__GIVEN PASSAGE__
* * * * * * *

British businessman (born 1963)

Matthew Rupert Freud (born 2 November 1963) is a British entrepreneur and public relations executive and head of Freud Communications, an international public relations firm in the United Kingdom.

==Early life==
Freud was born in London, the youngest of five children born to actress June Flewett and the writer and German-born British politician Sir Clement Freud. Matthew Freud's sister is television interviewer Emma Freud. His great-grandfather was Sigmund Freud. He is the nephew of the artist Lucian Freud and (by former marriage) of the writer Lady Caroline Blackwood, and his cousins include fashion designer Bella Freud, and novelists Susie Boyt, and Esther Freud.

==Career==
Matthew Freud founded Freud Communications in 1985. Adam Curtis in his documentary Century of the Self describes Matthew Freud as a star in the "new culture of public relations and marketing in politics, business and journalism" that rose in the Clinton-Blair years. In 2009 PRWeek called Freud "the most influential PR professional in the UK".

* * * * * * *

__SUPPLIED DATA__
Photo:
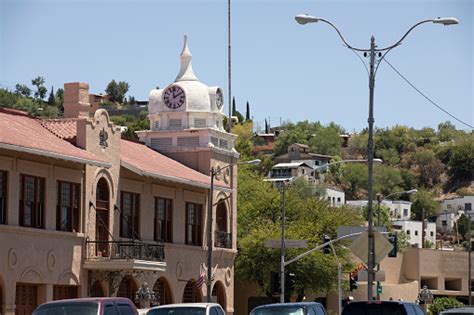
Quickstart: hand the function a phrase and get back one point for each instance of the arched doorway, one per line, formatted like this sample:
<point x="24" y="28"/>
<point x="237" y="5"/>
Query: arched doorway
<point x="127" y="288"/>
<point x="96" y="290"/>
<point x="102" y="218"/>
<point x="222" y="237"/>
<point x="162" y="292"/>
<point x="219" y="293"/>
<point x="191" y="293"/>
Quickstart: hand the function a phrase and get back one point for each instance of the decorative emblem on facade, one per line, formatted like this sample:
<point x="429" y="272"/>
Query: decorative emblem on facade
<point x="103" y="137"/>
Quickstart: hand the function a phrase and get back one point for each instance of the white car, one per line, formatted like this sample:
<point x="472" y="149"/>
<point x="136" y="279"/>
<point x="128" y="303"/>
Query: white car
<point x="187" y="309"/>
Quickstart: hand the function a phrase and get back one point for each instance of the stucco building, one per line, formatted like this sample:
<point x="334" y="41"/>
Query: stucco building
<point x="86" y="213"/>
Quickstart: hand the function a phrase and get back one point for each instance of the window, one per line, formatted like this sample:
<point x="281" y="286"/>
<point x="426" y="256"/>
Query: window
<point x="129" y="218"/>
<point x="193" y="224"/>
<point x="163" y="216"/>
<point x="31" y="201"/>
<point x="3" y="197"/>
<point x="68" y="206"/>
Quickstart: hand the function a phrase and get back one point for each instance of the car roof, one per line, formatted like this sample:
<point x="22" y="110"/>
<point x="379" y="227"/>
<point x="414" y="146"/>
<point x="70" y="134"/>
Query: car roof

* * * * * * *

__REQUIREMENT A__
In the Matthew Freud passage, what year did he found Freud Communications?
__REQUIREMENT B__
Using only the Matthew Freud passage, say whether each statement agrees with it: (i) Freud was the eldest of five children. (ii) Sigmund Freud was his great-grandfather. (iii) Freud was born in Manchester.
__REQUIREMENT C__
Rewrite the part of the Matthew Freud passage that opens with the words containing "Matthew Rupert Freud" and closes with "the United Kingdom.", swapping "entrepreneur" for "businessman".

__EXERCISE OUTPUT A__
1985

__EXERCISE OUTPUT B__
(i) No: "the youngest of five children"
(ii) Yes: "His great-grandfather was Sigmund Freud."
(iii) No: "Freud was born in London"

__EXERCISE OUTPUT C__
Matthew Rupert Freud (born 2 November 1963) is a British businessman and public relations executive and head of Freud Communications, an international public relations firm in the United Kingdom.